It began, as it always does, respectably enough. Four hundred Muslim women in Australia - academics, social workers, diversicrats, supposed "human-rights activists" - signed a petition objecting to her tour Down Under but all artfully crafted in the usual weaselly more-in-sorrow-than-in-anger shtick, concluding with:
Australia deserves better than this.
Aww, that's so cute! Did you all tilt your heads in unison and group-furrow your brows into concerned expressions? The petition title's a doozy too:
Ayaan Hirsi-Ali [sic] Does Not Speak For Us
Well, she never claimed to, did she? You're all Muslim women, and she's a non-Muslim woman. She's left Islam. Which makes her an apostate, which is one more reason why she lives with round-the-clock death threats. Ayaan Hirsi Ali speaks for herself. Why don't you try that? Why don't you try engaging in debate, in argument, in the free exchange of ideas? Or is it easier to insist that supposed freeborn citizens can only "speak for" the collective monolithic position of identity groups?
Next came something called the "Council for the Prevention of Islamophobia". Hey, we're all against Islamophobia, aren't we? (At least at the House of Commons in Ottawa.) But how exactly are we supposed to "prevent" it? Enter the Council's enforcer, Syed Murtaza Hussain, who isn't quite as cuddly as all those Australia-deserves-better-that's-not-who-we-are types:
Its insurers were contacted and warned there could be trouble, and venues where she was scheduled to speak had been contacted and warned that there would be protests where she was due to appear...
[Hussain] informed Festival Hall in Melbourne there would be 5000 protesters outside the venue if the engagement went ahead.
Nice little Festival Hall you've got there. Shame if anything were to happen to it.
As Brendan O'Neill observes:
Hirsi Ali's troubles in Australia are striking because they point to a really worrying interplay between the polite intolerance of 'Islamophobia' and the more violent urge in certain sections of society to punish and maybe even kill critics of Islam.

_ _ _ _ _ _ _

**Given task 1:**
Answer these questions from the excerpt on Ayaan Hirsi Ali's tour of Australia:
(a) How many Muslim women in Australia signed the petition objecting to her tour?
(b) Who does the excerpt call the enforcer of the "Council for the Prevention of Islamophobia"?
(c) Which Melbourne venue was told that 5000 protesters would gather outside?
**Given task 2:**
Write the next few paragraphs of the excerpt on Ayaan Hirsi Ali's tour of Australia, picking up after its last sentence in the same voice.

**Given information:**
_ _ _ _ _ _ _

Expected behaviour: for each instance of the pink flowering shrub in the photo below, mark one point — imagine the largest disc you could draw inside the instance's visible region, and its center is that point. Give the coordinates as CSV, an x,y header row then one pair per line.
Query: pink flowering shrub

_ _ _ _ _ _ _

**Exercise result 1:**
(a) Four hundred.
(b) Syed Murtaza Hussain.
(c) Festival Hall.

**Exercise result 2:**
As I say wearily for the umpteenth time, the defenders of Section 18 in Oz and the MPs who voted for M-103 in Canada and the craven non-entity of a university president who canceled Ayaan's appearance at Brandeis, on the one hand, and, on the other, the men who slaughtered the Charlie Hebdo staff and shot up Lars Vilks' event in Copenhagen and firebombed the Norwegian comedienne Shabana Rehman's family restaurant are merely different points on the same continuum: they're all in the shut-up business. And they're all hustling us further along the same dark retreat into silence.
But as I wrote a few years ago:
After the threats against the Comedy Central show South Park the other week, Ms. Hirsi Ali turned up on CNN to say that the best defence against Islamic intimidation is for us all to stand together and thereby "share the risk." But, around the world, every single translator of her books has insisted on total anonymity. When push comes to shove, very few are willing to share the risk. The British historian Andrew Roberts calls her "the bravest woman I know."
I agree with Roberts. The problem is that for Ayaan Hirsi Ali's bravery to be effective depends on the tour promoters' bravery. And the tour promoters' bravery depends on whichever hotel group she's booked with to be brave. And the hotel group's bravery depends on whichever corporate entity owns the event venues to be brave. And the corporate entity's bravery depends on the insurers' bravery. And the insurers' bravery depends on someone ponying up an extra gazillion dollars for security costs. And suddenly for the price of a bare-bones speech by one brave woman you could mount The Phantom Of The Opera meets Avatar on ice and still come out ahead.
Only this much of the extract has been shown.